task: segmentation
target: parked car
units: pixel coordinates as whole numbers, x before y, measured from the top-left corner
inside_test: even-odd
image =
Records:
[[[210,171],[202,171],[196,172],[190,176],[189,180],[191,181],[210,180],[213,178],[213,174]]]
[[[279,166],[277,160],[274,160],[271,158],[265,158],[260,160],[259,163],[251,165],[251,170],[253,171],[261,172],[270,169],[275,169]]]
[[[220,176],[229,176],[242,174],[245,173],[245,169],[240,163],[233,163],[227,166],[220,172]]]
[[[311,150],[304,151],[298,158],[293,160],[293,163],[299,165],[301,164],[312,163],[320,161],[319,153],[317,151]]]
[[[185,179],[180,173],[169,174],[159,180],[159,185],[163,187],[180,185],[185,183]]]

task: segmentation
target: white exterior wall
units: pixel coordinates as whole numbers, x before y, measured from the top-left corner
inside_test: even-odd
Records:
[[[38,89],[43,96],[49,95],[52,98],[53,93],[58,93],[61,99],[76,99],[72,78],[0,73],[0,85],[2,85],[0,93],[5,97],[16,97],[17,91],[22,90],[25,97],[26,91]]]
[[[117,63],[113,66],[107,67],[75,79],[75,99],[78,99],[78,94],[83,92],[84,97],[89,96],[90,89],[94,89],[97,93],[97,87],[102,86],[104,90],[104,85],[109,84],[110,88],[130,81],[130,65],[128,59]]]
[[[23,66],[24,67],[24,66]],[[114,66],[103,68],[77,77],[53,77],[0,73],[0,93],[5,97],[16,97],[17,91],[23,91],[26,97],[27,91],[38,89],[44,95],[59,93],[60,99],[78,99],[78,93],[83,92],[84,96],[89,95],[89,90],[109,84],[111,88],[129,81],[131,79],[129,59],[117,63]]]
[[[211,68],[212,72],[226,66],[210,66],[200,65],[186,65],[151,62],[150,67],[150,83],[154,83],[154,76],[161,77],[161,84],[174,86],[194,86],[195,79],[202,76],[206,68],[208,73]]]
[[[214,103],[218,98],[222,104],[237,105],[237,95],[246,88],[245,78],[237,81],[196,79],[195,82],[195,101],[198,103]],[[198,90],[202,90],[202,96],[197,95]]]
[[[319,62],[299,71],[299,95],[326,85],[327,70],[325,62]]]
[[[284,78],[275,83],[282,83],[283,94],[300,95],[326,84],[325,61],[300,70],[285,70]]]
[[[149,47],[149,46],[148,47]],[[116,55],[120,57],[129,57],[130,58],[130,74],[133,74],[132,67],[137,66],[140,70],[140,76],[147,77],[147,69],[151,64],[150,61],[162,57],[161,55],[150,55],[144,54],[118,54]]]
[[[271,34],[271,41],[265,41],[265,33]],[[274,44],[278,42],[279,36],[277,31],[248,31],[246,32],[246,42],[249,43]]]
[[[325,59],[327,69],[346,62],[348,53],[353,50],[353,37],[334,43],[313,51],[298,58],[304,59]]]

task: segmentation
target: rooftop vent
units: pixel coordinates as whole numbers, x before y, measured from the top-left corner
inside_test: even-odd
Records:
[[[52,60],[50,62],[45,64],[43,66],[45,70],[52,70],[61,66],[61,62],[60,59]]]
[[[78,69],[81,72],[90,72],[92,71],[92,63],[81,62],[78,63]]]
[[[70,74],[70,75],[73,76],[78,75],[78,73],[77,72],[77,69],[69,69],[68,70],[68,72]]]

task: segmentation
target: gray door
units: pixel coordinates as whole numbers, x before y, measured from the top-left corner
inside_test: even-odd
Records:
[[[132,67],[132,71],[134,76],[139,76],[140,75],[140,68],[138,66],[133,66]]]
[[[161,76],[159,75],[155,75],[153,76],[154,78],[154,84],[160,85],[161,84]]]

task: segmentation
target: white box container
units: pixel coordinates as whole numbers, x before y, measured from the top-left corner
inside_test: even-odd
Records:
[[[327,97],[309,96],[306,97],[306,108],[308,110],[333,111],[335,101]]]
━━━━━━━━━━
» **Problem**:
Copy each record from above without leaving any out.

» **Solution for this task**:
task: segmentation
target: parked car
units: pixel coordinates as whole numbers, x before y, measured from the top-left corner
inside_test: even-odd
image =
Records:
[[[210,171],[202,171],[196,172],[190,176],[189,180],[191,181],[210,180],[213,178],[213,174]]]
[[[279,166],[277,160],[274,160],[271,158],[265,158],[260,160],[259,163],[251,165],[251,170],[253,171],[261,172],[270,169],[275,169]]]
[[[220,176],[229,176],[242,174],[245,173],[245,169],[240,163],[233,163],[227,166],[220,172]]]
[[[311,150],[304,151],[298,158],[293,160],[293,163],[299,165],[301,164],[312,163],[320,161],[319,153],[317,151]]]
[[[185,179],[180,173],[169,174],[159,180],[159,185],[163,187],[180,185],[185,183]]]

task: segmentation
target: white exterior wall
units: pixel coordinates as whole numbers, x before y, measured from the top-left corner
inside_test: even-odd
Records:
[[[38,89],[43,96],[49,95],[52,98],[53,93],[58,93],[61,99],[76,99],[72,78],[0,73],[0,85],[2,85],[0,93],[5,97],[16,97],[17,91],[22,90],[25,97],[26,91]]]
[[[117,63],[113,66],[107,67],[75,79],[75,99],[78,99],[78,94],[83,92],[84,97],[89,96],[90,89],[94,89],[97,93],[97,87],[102,86],[104,90],[104,85],[109,84],[110,88],[130,81],[130,65],[128,59]]]
[[[23,66],[24,67],[24,66]],[[114,66],[103,68],[77,77],[53,77],[0,73],[0,93],[5,97],[16,97],[17,91],[23,91],[26,97],[27,91],[38,89],[44,95],[59,93],[60,99],[78,99],[78,93],[83,92],[84,96],[89,95],[89,90],[109,84],[111,88],[129,81],[131,79],[129,59],[117,63]]]
[[[211,68],[212,72],[226,66],[210,66],[200,65],[186,65],[151,62],[150,67],[150,83],[154,83],[154,76],[161,77],[161,84],[174,86],[194,86],[195,79],[202,76],[206,68],[208,73]]]
[[[214,103],[218,98],[222,104],[237,105],[237,95],[246,88],[245,78],[237,81],[196,79],[195,82],[195,101],[198,103]],[[198,90],[202,90],[202,96],[197,95]]]
[[[319,62],[299,71],[299,95],[326,85],[327,70],[325,62]]]
[[[284,78],[275,83],[282,83],[283,94],[300,95],[326,84],[325,61],[300,70],[285,70]]]
[[[149,47],[149,46],[148,47]],[[116,55],[120,57],[129,57],[130,58],[130,74],[133,74],[132,67],[137,66],[140,70],[140,76],[147,77],[147,69],[151,64],[150,61],[162,57],[161,55],[150,55],[144,54],[118,54]]]
[[[271,34],[271,41],[265,41],[265,33]],[[274,44],[278,42],[279,36],[277,31],[248,31],[246,32],[246,42],[249,43]]]
[[[325,59],[327,69],[346,62],[348,53],[353,50],[353,37],[334,43],[313,51],[298,58],[304,59]]]

task: segmentation
target: rooftop vent
units: pixel coordinates as whole numbers, x before y, measured from the top-left corner
inside_test: even-odd
Records:
[[[52,60],[50,62],[45,64],[43,66],[45,70],[52,70],[61,66],[61,62],[60,59]]]
[[[78,69],[81,72],[90,72],[92,71],[92,63],[81,62],[78,63]]]
[[[70,74],[70,75],[73,76],[78,75],[78,73],[77,72],[77,69],[69,69],[68,70],[68,72]]]

task: segmentation
target: gray door
units: pixel coordinates as whole numbers, x before y, measured from the top-left corner
inside_test: even-odd
Records:
[[[132,67],[132,71],[134,76],[139,76],[140,75],[140,68],[138,66],[133,66]]]
[[[161,76],[159,75],[155,75],[153,76],[154,78],[154,84],[160,85],[161,84]]]

task: segmentation
target: white box container
units: pixel coordinates as whole numbers, x before y, measured from the top-left corner
inside_test: even-odd
Records:
[[[327,97],[309,96],[306,97],[306,108],[308,110],[333,111],[335,101]]]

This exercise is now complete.